:: Written task ::
Report how many lines in the data below contain the word "light". Give only the number.

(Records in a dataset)
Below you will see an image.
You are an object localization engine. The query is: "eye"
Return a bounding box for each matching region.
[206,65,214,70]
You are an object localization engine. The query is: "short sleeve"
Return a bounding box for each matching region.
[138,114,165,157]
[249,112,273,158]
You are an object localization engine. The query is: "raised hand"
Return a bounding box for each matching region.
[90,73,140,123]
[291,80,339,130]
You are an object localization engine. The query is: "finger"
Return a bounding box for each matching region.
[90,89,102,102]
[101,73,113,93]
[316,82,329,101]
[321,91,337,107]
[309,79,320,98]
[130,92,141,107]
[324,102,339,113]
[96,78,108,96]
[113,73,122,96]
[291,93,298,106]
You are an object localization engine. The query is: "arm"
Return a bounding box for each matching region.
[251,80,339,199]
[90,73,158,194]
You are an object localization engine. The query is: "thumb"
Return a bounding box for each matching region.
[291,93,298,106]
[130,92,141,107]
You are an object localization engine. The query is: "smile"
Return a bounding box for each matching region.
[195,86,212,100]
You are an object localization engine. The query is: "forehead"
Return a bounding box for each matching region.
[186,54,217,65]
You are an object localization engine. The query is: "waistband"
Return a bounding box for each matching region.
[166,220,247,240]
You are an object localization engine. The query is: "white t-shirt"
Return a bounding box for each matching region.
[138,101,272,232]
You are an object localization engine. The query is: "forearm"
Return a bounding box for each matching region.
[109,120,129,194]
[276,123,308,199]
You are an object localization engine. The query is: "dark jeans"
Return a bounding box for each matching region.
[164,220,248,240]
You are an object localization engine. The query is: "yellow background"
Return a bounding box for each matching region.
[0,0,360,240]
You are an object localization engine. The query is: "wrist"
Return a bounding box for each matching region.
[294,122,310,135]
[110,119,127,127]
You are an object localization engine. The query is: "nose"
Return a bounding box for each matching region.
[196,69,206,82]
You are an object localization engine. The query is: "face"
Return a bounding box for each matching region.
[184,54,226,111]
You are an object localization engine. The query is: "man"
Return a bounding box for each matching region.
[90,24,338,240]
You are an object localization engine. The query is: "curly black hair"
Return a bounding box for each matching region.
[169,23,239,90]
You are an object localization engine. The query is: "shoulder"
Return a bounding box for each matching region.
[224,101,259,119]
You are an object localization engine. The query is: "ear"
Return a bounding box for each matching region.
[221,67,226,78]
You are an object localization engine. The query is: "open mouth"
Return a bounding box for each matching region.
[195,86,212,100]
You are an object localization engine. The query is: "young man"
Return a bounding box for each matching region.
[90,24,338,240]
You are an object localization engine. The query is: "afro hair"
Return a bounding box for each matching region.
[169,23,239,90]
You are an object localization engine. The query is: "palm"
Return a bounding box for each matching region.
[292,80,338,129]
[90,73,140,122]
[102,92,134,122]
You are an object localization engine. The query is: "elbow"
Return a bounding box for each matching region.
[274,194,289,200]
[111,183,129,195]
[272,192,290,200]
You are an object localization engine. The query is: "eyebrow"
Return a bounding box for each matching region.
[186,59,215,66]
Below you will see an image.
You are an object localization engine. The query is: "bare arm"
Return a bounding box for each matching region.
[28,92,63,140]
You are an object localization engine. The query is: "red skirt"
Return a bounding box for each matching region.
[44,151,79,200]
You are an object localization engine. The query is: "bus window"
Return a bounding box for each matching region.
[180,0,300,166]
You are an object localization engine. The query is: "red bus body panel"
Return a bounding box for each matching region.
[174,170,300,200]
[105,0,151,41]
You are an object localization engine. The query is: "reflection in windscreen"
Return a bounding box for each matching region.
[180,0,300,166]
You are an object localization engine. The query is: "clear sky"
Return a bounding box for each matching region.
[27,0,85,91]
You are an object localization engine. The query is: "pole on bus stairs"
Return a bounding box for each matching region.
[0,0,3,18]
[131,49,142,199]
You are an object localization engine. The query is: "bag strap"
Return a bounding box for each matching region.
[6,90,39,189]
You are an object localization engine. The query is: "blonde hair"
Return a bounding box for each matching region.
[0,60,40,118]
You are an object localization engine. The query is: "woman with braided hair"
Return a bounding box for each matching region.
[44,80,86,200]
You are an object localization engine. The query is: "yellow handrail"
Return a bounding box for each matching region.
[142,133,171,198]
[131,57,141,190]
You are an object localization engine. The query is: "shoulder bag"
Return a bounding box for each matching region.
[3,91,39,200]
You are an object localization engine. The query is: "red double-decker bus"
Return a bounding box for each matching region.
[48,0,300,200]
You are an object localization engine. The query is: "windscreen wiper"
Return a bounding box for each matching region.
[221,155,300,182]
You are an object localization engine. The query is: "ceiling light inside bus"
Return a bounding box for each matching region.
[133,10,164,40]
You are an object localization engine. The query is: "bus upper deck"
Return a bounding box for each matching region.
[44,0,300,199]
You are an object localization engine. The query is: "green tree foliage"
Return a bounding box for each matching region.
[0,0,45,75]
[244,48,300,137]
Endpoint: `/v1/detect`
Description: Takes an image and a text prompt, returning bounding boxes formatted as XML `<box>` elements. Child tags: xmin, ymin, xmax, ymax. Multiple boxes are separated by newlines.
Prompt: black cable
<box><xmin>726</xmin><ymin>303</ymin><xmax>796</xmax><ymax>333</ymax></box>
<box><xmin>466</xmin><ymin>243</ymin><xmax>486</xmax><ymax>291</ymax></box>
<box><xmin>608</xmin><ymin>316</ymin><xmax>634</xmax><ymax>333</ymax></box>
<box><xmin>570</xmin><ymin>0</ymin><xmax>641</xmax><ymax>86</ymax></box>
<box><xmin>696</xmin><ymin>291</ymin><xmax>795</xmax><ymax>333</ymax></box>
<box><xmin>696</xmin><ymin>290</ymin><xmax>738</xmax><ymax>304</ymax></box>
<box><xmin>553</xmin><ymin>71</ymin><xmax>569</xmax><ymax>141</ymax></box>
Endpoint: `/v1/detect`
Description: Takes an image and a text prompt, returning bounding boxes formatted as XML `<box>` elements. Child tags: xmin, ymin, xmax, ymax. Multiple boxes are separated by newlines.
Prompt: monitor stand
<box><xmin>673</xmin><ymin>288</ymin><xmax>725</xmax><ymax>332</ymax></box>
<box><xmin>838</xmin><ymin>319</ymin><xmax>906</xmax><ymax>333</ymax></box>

---

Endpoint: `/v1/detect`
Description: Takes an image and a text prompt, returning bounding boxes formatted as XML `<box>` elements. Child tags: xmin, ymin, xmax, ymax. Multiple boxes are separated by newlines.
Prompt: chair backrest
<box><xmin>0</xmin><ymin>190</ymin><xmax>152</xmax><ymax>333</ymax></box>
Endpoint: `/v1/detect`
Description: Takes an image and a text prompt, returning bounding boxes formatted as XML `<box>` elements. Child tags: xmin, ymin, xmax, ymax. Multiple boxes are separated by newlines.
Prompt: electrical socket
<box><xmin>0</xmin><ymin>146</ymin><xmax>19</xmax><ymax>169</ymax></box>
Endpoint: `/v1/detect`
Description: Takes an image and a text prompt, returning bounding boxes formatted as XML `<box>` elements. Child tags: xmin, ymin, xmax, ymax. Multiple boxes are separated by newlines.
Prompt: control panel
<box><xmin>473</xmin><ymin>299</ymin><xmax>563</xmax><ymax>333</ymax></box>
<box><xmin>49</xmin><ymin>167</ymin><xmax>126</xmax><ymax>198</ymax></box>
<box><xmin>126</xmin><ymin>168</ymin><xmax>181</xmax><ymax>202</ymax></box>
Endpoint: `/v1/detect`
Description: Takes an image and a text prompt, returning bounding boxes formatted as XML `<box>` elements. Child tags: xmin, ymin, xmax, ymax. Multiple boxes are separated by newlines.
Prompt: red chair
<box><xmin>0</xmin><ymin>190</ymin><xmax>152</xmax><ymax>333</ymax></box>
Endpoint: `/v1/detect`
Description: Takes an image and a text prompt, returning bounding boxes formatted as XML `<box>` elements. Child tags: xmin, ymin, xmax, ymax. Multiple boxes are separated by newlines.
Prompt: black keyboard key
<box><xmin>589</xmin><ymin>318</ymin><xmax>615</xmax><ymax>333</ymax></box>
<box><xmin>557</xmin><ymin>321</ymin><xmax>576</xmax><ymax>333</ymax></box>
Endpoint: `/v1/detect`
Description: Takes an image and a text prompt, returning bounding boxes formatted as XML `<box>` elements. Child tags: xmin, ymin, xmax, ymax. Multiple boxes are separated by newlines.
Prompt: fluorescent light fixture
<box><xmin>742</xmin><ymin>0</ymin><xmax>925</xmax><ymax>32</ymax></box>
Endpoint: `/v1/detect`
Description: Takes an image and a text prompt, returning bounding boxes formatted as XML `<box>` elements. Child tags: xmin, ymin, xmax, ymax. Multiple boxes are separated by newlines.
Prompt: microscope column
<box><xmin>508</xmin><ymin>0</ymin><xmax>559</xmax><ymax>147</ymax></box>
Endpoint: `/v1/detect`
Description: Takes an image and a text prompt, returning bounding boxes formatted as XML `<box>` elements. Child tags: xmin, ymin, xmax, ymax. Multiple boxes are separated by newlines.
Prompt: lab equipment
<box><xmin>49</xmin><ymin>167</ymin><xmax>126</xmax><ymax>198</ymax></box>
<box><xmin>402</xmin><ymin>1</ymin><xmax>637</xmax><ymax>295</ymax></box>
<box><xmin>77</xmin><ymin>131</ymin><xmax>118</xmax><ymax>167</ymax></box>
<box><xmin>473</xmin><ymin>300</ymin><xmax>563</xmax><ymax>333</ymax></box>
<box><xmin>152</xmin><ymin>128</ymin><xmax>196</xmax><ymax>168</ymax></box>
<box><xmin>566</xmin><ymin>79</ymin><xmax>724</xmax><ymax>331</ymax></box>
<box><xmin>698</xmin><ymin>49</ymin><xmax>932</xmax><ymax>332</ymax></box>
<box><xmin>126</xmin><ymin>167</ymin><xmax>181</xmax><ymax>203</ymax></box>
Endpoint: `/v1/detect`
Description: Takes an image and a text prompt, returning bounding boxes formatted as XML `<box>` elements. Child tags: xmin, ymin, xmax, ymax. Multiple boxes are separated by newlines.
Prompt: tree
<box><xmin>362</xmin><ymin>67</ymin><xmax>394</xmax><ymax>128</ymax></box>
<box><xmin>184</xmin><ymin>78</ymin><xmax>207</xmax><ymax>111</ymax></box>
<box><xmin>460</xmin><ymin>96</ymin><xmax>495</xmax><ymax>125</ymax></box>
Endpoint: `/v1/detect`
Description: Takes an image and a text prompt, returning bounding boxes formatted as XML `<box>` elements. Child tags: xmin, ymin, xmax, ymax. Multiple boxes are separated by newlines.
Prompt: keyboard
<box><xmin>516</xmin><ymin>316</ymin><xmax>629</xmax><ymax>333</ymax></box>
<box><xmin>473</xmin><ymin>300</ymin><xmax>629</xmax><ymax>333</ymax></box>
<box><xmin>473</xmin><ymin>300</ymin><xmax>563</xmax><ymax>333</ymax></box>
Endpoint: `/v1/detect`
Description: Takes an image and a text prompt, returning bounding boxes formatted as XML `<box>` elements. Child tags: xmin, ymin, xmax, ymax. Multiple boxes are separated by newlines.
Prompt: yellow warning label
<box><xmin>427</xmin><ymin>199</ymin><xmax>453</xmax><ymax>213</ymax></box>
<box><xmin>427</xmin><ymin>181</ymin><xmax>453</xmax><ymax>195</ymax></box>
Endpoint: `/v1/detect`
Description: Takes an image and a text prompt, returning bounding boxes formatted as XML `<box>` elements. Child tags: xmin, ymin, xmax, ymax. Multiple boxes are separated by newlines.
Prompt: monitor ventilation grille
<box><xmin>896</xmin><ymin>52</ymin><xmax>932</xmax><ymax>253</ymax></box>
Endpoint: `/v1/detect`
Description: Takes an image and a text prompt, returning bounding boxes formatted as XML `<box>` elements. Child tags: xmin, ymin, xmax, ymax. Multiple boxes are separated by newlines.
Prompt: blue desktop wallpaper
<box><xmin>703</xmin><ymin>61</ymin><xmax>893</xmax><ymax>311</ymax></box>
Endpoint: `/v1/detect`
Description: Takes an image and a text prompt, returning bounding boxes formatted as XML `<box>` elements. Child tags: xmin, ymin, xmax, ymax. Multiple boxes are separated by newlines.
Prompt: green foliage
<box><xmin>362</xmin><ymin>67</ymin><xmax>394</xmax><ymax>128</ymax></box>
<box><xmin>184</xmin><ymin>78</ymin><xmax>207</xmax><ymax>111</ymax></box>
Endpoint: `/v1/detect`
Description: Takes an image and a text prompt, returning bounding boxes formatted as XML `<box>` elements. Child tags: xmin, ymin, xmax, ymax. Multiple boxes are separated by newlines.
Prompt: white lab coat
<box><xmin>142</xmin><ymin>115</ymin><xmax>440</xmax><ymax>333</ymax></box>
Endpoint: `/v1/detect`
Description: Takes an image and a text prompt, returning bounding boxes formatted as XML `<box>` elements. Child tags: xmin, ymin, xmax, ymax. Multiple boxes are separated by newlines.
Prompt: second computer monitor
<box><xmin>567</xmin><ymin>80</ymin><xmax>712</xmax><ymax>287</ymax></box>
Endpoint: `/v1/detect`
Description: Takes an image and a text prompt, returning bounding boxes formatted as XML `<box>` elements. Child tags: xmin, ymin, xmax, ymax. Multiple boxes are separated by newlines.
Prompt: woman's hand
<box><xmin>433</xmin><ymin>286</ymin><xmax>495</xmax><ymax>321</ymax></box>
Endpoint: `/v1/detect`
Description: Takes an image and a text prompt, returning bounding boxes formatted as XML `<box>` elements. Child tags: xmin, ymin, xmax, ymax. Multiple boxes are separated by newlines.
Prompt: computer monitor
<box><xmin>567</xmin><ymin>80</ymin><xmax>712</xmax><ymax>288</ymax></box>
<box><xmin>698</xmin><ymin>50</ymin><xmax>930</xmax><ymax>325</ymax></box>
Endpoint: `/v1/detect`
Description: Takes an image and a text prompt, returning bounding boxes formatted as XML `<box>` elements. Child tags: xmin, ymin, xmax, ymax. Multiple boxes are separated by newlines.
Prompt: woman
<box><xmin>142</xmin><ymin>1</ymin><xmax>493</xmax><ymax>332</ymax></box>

:: Written reply ::
2